## GIVEN RECORDS:

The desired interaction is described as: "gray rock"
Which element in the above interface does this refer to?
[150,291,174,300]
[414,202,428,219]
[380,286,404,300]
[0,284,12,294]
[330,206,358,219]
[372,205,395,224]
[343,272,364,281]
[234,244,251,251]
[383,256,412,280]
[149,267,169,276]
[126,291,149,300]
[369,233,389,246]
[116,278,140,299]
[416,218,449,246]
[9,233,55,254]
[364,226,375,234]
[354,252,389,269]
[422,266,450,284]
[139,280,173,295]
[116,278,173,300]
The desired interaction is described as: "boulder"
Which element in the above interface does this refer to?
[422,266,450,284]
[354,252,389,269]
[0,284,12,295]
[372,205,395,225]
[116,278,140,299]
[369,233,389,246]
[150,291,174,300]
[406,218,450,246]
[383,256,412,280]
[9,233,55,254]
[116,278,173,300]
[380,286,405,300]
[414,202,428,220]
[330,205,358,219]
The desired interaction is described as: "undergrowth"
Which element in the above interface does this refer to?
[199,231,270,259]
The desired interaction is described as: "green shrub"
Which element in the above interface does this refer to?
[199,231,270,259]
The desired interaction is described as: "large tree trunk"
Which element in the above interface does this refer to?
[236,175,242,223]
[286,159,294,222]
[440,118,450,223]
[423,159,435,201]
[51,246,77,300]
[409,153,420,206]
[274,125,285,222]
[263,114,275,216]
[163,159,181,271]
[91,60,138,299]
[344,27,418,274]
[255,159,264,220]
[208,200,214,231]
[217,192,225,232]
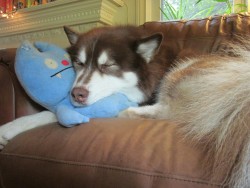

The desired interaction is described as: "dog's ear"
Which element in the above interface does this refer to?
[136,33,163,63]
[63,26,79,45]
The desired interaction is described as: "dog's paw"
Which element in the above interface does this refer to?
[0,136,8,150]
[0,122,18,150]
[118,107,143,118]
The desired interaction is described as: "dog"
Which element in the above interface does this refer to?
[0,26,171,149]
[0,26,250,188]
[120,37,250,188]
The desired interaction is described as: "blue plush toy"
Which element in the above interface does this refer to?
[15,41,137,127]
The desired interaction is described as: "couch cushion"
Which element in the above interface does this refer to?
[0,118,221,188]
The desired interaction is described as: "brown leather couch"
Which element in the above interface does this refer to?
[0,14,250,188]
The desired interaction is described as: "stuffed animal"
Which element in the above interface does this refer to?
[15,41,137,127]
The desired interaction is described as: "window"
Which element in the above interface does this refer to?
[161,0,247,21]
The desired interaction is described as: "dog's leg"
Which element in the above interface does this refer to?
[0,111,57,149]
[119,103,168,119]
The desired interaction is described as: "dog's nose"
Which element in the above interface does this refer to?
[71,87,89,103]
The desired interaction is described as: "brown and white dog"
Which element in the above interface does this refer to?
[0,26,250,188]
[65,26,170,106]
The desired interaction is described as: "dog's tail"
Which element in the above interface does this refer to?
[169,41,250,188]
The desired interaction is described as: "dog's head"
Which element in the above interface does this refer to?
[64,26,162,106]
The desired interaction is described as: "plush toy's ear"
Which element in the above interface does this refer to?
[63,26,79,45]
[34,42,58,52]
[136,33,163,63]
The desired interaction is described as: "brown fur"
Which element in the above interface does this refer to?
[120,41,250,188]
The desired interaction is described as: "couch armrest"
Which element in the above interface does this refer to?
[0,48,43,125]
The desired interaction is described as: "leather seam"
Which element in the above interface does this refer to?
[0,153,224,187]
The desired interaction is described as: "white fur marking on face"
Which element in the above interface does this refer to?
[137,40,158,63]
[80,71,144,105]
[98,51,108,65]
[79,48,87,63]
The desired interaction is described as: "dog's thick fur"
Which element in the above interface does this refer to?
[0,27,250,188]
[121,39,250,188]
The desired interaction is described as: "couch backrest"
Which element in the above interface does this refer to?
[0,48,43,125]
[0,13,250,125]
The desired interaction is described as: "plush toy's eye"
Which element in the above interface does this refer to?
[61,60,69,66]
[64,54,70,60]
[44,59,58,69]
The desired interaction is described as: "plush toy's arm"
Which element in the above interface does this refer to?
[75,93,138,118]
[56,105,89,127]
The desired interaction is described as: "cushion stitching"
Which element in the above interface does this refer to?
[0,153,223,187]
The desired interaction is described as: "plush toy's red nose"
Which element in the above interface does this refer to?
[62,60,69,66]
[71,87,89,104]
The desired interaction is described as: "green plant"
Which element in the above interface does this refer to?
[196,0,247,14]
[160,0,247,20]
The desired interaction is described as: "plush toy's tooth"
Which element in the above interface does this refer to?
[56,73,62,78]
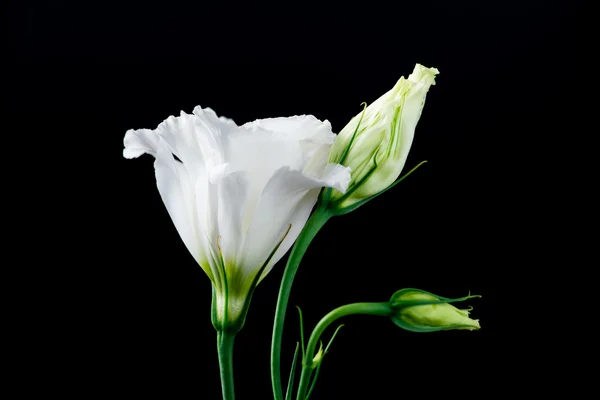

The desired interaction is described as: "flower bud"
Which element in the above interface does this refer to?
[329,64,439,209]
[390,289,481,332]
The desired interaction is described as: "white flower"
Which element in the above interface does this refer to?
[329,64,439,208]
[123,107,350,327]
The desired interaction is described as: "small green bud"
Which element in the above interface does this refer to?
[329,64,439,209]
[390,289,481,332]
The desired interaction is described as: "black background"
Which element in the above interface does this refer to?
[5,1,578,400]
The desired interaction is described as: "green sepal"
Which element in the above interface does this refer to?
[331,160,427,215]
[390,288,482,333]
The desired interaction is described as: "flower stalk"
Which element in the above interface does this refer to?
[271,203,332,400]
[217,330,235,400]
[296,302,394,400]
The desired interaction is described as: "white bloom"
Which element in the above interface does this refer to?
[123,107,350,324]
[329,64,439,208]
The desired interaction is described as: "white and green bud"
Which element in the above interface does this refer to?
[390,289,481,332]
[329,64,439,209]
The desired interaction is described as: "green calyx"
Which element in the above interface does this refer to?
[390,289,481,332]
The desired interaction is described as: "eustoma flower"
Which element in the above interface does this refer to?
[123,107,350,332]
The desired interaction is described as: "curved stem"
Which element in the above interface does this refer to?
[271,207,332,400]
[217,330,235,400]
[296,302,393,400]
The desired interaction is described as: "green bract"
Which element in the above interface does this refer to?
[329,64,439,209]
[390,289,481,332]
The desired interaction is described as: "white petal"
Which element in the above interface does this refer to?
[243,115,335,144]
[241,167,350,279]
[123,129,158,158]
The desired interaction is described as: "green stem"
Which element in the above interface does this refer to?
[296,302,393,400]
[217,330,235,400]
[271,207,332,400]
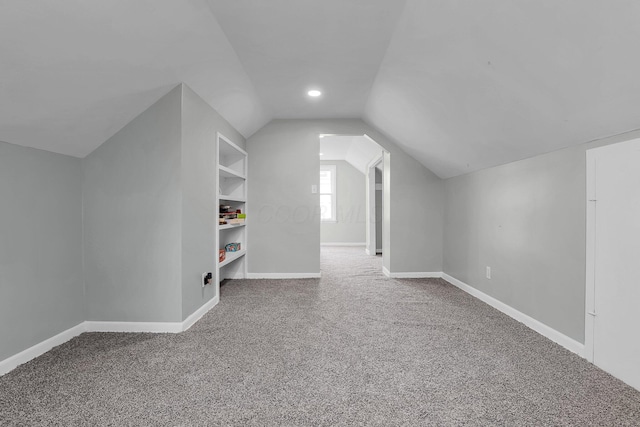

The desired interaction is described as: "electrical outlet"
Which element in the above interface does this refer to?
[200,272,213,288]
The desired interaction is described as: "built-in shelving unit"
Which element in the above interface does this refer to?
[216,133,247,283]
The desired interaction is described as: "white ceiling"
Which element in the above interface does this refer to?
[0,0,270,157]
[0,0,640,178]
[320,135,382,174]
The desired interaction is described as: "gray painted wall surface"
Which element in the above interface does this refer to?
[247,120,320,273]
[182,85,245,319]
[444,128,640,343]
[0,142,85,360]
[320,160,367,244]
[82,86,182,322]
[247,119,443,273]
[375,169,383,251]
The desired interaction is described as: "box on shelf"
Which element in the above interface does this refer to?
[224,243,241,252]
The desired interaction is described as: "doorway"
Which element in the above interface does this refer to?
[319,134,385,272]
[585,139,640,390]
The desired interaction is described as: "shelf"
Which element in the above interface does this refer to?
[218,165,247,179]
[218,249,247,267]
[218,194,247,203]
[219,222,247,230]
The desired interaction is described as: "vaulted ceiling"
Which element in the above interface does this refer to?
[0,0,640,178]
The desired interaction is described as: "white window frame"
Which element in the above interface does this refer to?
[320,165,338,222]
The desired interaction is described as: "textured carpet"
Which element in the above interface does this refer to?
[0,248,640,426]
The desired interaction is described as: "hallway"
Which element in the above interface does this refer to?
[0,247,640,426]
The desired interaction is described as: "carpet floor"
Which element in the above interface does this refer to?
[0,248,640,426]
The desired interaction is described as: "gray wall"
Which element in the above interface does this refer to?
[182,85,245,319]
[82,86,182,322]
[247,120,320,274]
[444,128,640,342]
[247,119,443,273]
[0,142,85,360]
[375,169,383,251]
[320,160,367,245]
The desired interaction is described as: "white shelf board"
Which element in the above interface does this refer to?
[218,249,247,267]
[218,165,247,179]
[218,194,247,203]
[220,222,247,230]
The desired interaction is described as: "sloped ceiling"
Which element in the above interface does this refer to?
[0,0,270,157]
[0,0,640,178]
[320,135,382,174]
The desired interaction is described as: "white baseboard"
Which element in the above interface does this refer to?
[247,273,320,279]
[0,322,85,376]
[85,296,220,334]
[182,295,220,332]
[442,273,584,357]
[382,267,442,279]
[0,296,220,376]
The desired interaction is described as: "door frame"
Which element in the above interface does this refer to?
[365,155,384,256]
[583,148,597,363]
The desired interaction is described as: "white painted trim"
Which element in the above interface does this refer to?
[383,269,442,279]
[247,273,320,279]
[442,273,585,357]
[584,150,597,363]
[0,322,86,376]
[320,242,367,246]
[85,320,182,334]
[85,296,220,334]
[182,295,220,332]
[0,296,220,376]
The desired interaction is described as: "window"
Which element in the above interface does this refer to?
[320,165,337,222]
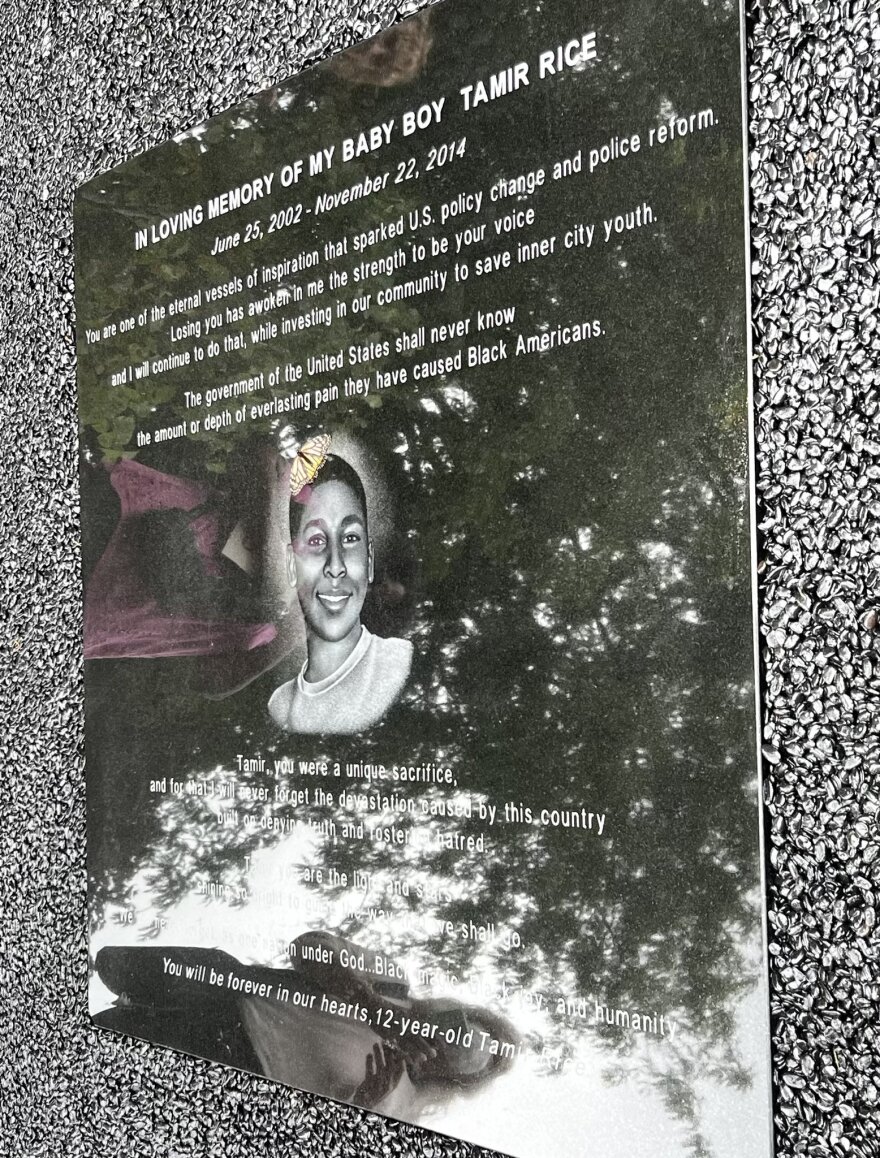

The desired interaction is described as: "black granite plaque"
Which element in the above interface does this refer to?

==

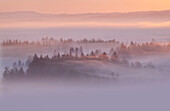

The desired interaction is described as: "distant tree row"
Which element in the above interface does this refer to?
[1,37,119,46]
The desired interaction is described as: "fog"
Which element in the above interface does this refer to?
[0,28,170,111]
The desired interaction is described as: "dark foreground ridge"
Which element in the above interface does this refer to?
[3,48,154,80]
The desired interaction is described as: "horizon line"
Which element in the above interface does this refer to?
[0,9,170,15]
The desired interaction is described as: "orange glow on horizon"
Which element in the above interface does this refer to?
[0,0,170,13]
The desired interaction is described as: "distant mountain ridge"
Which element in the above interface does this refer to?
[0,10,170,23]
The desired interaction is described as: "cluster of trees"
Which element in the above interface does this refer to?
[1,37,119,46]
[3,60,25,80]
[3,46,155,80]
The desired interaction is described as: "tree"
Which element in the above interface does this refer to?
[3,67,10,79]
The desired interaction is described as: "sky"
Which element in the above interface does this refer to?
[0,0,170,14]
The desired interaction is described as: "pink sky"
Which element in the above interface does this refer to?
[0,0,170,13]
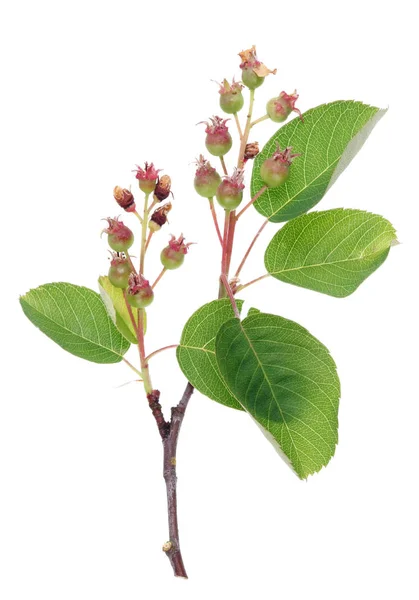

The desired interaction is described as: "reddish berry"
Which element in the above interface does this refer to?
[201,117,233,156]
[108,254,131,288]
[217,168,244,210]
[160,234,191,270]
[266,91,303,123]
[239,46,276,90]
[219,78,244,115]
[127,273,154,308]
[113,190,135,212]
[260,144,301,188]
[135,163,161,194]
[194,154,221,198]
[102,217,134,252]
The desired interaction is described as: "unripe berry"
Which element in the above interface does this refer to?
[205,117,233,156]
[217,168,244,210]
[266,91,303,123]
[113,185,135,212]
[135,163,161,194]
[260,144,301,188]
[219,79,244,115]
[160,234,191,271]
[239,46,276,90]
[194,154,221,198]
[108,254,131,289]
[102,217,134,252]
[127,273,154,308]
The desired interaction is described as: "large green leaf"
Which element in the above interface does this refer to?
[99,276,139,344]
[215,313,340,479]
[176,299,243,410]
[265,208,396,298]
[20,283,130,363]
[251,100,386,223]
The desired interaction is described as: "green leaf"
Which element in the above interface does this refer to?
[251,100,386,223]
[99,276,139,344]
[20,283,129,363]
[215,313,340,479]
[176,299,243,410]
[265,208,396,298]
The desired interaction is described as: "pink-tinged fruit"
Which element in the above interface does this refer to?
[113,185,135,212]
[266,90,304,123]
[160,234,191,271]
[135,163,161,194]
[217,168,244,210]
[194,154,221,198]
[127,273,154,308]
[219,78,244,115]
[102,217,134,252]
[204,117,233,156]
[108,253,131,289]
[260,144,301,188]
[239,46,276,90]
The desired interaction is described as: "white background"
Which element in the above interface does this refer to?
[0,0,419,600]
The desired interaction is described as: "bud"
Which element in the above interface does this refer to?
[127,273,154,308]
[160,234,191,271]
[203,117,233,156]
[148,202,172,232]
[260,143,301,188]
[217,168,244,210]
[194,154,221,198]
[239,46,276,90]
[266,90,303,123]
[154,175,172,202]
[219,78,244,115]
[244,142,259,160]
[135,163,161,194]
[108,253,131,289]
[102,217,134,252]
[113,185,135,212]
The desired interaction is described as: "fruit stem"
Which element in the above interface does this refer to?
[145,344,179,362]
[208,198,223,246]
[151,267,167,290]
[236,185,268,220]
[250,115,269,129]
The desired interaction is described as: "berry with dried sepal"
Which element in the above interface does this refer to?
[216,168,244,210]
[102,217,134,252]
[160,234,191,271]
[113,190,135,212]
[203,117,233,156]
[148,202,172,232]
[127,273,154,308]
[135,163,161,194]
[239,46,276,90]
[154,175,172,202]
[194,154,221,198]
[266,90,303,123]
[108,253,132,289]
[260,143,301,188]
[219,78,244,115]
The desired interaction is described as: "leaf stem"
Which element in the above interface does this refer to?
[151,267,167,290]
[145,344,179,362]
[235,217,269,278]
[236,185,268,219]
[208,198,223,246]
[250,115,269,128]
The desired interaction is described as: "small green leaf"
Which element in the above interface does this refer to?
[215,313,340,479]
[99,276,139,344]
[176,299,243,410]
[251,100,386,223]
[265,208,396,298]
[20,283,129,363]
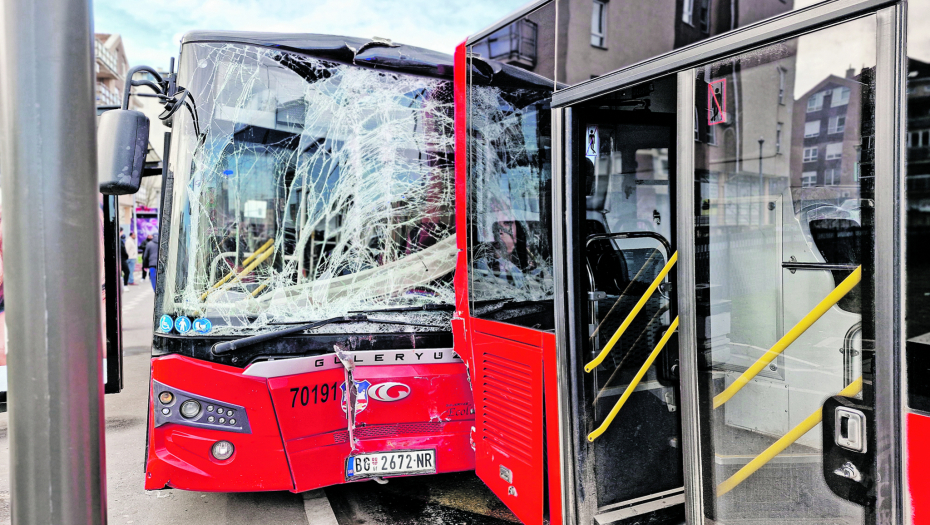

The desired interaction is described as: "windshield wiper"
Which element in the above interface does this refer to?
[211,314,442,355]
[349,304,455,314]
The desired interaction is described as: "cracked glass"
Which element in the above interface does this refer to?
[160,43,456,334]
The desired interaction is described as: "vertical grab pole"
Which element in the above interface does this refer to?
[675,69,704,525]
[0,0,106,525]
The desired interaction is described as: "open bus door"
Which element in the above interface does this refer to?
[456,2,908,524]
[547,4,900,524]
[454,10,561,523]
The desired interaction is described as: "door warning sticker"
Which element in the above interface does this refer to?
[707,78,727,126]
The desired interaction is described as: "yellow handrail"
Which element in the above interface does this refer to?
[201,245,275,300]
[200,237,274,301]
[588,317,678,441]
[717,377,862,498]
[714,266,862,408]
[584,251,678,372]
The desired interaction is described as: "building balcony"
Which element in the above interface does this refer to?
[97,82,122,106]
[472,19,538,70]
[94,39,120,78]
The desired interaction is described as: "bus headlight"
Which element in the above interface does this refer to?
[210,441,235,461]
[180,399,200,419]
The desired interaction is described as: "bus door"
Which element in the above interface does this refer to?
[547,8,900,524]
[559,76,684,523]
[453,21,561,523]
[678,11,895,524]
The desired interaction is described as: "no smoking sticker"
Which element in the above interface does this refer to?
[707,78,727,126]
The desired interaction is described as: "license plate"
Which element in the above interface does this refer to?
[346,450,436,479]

---

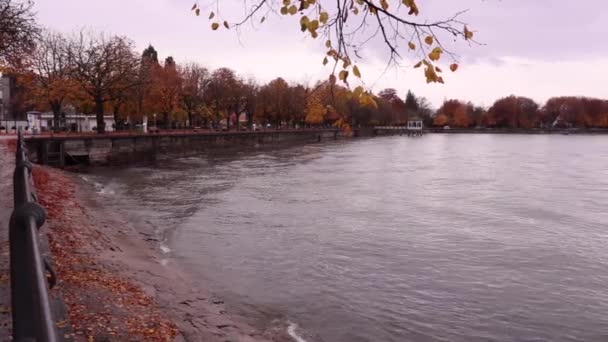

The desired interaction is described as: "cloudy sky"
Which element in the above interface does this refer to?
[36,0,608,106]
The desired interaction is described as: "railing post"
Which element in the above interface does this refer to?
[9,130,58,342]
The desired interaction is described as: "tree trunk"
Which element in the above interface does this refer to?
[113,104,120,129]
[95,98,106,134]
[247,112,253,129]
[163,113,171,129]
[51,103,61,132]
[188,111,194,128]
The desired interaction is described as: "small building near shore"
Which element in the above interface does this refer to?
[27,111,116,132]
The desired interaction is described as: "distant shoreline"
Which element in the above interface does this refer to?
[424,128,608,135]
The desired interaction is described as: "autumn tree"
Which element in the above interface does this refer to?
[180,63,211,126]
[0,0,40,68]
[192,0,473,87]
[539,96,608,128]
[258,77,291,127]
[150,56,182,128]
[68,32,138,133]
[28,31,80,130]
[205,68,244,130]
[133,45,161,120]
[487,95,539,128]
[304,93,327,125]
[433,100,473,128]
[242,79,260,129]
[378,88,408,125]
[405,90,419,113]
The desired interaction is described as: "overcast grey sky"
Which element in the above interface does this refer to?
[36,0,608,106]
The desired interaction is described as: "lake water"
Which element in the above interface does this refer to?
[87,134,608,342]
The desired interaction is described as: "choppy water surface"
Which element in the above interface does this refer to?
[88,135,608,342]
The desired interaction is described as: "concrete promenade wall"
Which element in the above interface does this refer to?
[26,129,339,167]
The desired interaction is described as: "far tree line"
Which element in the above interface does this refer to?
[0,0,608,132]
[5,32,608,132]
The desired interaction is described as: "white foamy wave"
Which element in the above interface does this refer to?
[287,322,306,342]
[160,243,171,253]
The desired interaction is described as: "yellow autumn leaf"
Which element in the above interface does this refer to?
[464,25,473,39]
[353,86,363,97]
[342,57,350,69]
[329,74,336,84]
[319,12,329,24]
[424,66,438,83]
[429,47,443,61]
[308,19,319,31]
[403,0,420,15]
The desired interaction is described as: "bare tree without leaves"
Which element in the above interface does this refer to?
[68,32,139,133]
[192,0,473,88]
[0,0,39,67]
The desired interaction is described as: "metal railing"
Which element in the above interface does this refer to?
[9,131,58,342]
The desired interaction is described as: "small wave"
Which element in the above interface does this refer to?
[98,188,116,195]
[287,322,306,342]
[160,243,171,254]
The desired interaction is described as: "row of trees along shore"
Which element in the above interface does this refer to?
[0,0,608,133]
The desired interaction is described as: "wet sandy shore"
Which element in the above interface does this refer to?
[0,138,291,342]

## TASK BRIEF:
Count the lines in the material above that contain the string "carpet", where case counts. Reply with the number alone.

## ANSWER FOR THE TASK:
2